__Data__:

[start]

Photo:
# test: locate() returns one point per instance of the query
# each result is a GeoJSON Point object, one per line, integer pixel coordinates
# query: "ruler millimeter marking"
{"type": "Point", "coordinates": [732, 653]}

[end]

__Written request__:
Replace "instance" with "occurrence" in the entries above, and leave the rest of every line as it is.

__Solved problem__:
Photo:
# test: locate() returns one point per occurrence of the query
# each result is a GeoJSON Point object, one per line, integer pixel coordinates
# query: "ruler millimeter marking"
{"type": "Point", "coordinates": [732, 653]}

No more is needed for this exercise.